**Extrait**
::::::
Le directeur de l’information explique que le journaliste spécialisé en tourisme a cherché à savoir comment Tourisme Québec en était venu à annoncer l’Ufoland, un centre qui sert à financer un groupe religieux marginal. Ses textes ont permis de préciser que le groupe de Raël est reconnu comme une religion officielle, comme bien d’autres groupes religieux marginaux. Ils ont également permis de connaître le processus de décision concernant les panneaux touristiques et le contenu du site web du gouvernement, dans le respect des droits des personnes et des groupes reconnus. Il ajoute que ces questions se posaient puisque l’état est en principe séparé des églises et qu’il n’en défend aucune. Le ton des articles est informatif et explicatif. Et si un titre a pu déplaire à la plaignante, il n’était pas de l’auteur.
::::::
**Extraits de données**
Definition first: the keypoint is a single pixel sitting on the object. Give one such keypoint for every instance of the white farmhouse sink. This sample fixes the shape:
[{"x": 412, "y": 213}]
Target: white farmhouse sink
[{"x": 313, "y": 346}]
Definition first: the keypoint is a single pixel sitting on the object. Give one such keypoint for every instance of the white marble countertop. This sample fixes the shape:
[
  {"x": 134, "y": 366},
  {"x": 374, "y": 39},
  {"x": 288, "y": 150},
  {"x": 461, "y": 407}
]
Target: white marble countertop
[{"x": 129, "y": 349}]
::::::
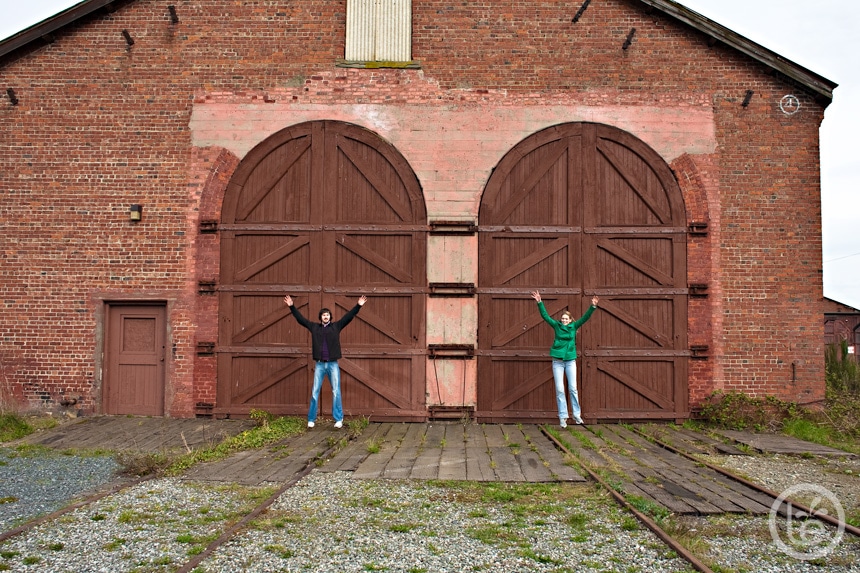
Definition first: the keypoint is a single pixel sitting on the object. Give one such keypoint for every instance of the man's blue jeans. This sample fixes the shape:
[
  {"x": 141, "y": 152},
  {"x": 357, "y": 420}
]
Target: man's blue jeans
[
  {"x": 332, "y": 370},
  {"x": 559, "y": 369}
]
::::::
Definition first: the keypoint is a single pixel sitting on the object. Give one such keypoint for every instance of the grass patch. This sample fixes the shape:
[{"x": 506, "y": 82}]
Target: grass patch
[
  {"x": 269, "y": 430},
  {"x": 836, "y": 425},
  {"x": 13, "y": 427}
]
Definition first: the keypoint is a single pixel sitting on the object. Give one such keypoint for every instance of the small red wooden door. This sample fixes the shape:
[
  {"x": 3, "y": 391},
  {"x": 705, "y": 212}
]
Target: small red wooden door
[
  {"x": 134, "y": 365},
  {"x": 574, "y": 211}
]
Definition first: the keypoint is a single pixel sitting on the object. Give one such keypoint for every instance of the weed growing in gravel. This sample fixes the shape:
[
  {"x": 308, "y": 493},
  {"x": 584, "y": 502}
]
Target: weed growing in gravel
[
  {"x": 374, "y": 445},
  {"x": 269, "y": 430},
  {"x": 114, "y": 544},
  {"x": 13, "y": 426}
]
::::::
**Consigne 1**
Recopiez le passage de l'extrait sur l'Ufoland en commençant aux mots «Le directeur de» et en vous arrêtant après «pas de l’auteur.».
**Consigne 2**
Reprenez le texte sur les articles consacrés à l'Ufoland là où il s'arrête et poursuivez-le.

**Réponse 1**
Le directeur de l’information explique que le journaliste spécialisé en tourisme a cherché à savoir comment Tourisme Québec en était venu à annoncer l’Ufoland, un centre qui sert à financer un groupe religieux marginal. Ses textes ont permis de préciser que le groupe de Raël est reconnu comme une religion officielle, comme bien d’autres groupes religieux marginaux. Ils ont également permis de connaître le processus de décision concernant les panneaux touristiques et le contenu du site web du gouvernement, dans le respect des droits des personnes et des groupes reconnus. Il ajoute que ces questions se posaient puisque l’état est en principe séparé des églises et qu’il n’en défend aucune. Le ton des articles est informatif et explicatif. Et si un titre a pu déplaire à la plaignante, il n’était pas de l’auteur.

**Réponse 2**
C. COMMENTAIRES DU JOURNAL DE MONTRéAL POUR MICHEL LAROSE :
Le directeur de l’information précise le sens de certains mots et de certaines expressions. Il dit rappeler pour la troisième fois que le mot secte n’est pas un terme péjoratif et que selon le dictionnaire le Petit Robert, un « gourou » est un « maître spirituel » ou encore un « maître à penser », ce qu’est Raël. En ce qui a trait à « messie » il indique que le mot n’a rien de péjoratif mais que, dans le texte de M. Larose il a été utilisé à mauvais escient : selon le dictionnaire, il s’agit d’un « libérateur désigné et envoyé par Dieu » alors que Raël a plutôt été choisi par les élohims pour annoncer leur retour en 2035. Il rappelle que Jésus aussi parlait de « ses brebis » et on ne l’a jamais accusé de faire preuve de mépris.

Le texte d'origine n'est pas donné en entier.